Short problem: Copy the lines verbatim, beginning with the line that contains "Q: Point to the downspout" and continuing through the end of the data, and only those lines.

Records supplied:

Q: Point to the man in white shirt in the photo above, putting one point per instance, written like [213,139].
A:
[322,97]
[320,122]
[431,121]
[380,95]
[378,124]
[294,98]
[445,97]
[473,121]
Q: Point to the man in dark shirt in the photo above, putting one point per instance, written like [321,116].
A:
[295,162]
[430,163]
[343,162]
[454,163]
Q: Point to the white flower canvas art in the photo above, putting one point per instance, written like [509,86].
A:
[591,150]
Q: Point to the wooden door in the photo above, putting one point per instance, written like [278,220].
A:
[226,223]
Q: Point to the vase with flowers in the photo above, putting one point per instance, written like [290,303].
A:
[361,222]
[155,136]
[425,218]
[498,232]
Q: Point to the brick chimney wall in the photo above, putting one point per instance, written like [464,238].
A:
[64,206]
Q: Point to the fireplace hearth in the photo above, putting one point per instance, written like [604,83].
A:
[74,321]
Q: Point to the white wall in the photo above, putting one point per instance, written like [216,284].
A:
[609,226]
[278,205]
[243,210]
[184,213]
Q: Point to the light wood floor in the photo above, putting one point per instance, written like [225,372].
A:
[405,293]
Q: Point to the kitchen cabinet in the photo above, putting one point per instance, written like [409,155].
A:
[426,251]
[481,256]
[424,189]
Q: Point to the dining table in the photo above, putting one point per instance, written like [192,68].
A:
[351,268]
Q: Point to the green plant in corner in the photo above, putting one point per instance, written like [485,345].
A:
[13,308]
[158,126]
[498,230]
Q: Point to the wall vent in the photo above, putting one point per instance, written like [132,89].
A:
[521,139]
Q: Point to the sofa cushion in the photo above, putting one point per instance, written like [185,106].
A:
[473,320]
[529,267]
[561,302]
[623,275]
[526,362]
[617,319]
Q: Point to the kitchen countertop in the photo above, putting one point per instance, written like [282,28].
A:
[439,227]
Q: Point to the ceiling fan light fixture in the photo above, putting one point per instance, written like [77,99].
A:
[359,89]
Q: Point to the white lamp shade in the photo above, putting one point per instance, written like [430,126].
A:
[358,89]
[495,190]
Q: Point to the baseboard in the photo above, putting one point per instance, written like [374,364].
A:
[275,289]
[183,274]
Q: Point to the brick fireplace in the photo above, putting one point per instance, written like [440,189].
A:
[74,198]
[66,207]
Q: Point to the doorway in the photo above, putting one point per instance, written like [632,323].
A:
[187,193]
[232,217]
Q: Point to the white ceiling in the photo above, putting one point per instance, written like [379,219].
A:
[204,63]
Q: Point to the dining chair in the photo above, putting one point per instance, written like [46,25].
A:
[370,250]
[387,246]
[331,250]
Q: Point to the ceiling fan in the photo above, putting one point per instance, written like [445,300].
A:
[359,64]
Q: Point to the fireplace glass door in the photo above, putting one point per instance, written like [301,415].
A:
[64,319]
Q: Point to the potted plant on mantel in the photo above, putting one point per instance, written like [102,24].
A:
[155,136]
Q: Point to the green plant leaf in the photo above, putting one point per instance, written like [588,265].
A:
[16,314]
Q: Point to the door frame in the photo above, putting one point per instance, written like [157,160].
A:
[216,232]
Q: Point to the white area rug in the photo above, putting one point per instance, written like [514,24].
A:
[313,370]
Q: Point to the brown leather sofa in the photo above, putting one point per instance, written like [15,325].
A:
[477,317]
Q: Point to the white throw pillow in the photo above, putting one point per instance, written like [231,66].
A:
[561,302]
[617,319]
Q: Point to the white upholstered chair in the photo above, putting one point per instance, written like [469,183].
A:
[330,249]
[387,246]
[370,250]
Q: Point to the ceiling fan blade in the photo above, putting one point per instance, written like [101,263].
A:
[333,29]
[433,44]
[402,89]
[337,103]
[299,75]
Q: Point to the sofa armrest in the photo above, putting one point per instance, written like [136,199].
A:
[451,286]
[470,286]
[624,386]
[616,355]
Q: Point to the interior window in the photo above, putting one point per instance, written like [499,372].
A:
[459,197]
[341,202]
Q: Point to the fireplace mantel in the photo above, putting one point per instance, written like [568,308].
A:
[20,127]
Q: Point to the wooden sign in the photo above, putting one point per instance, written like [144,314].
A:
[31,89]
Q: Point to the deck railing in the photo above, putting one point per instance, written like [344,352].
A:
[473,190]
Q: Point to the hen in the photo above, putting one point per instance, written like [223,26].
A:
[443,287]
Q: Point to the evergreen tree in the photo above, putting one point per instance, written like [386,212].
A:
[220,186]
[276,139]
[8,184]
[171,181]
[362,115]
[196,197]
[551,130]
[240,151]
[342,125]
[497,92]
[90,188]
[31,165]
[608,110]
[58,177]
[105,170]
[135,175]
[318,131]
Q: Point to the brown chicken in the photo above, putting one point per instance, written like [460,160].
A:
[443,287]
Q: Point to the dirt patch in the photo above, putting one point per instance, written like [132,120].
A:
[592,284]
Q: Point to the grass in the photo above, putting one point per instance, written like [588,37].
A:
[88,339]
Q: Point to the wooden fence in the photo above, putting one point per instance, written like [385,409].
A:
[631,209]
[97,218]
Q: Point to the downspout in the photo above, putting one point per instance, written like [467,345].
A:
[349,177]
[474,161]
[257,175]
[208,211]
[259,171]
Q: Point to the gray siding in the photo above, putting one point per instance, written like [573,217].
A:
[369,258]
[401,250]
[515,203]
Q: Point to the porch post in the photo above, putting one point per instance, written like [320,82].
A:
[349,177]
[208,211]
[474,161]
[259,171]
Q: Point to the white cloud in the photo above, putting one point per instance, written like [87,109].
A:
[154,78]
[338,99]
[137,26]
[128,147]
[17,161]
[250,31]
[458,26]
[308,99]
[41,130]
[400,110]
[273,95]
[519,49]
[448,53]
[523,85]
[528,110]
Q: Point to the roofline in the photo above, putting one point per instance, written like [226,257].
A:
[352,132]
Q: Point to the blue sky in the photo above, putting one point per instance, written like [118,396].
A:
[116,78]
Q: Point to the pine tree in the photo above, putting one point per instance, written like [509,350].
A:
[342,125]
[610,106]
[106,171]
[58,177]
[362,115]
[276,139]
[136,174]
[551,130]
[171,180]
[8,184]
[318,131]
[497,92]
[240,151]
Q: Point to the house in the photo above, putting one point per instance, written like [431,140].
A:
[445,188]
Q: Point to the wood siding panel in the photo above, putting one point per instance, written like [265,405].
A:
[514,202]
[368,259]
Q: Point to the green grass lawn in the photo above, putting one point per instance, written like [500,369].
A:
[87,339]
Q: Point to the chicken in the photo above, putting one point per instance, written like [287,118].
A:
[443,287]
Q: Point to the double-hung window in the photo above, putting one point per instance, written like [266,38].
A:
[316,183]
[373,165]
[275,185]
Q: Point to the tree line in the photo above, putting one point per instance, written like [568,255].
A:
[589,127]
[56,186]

Result of this task:
Q: Point to the downspout in the photo above, putting one point per instance, written like [467,345].
A:
[349,177]
[474,161]
[257,175]
[208,211]
[259,171]
Q: Point to the gray siding in the photo above, putting one point per instance, written like [573,217].
A:
[369,258]
[401,250]
[515,203]
Q: Point to the porch post in the photo above, putting one point per instance, written like [320,82].
A:
[349,177]
[208,211]
[474,161]
[259,171]
Q: Point to the white cloud in the photo above, putting one point per instance, written like [87,109].
A:
[154,78]
[338,99]
[137,26]
[128,147]
[17,161]
[250,31]
[458,26]
[308,99]
[41,130]
[400,110]
[273,95]
[519,49]
[448,53]
[523,85]
[528,110]
Q: Point to the roofline in the photo above, putting one point per instance, written like [226,257].
A:
[352,132]
Q: Point to the blue sky in the photo above, putting one point per instance, written like [118,396].
A:
[116,78]
Q: Point to the pine tree in the photo above, putting one point per instance, written like [509,350].
A:
[342,125]
[610,106]
[106,171]
[58,177]
[362,115]
[276,139]
[136,174]
[551,130]
[171,180]
[8,184]
[318,131]
[497,92]
[240,151]
Q: Point to the house in the photo above, putting one point per instance, written like [431,140].
A:
[445,188]
Q: Point to the wood siding panel in the photo above, putting one point per instance, written like [265,405].
A:
[514,202]
[368,259]
Q: Point to the green grass lawn in the photo above, putting one point per instance, written like [500,369].
A:
[87,339]
Q: Point to the chicken in the photo above, putting one point per instance, written like [287,118].
A:
[443,287]
Q: Point to the double-hung window in the photo above, putting one point per instance, written like [266,38].
A:
[316,183]
[373,165]
[275,185]
Q: Point to the tree line in the photo above, putting one point per instance, written like [568,255].
A:
[589,127]
[56,186]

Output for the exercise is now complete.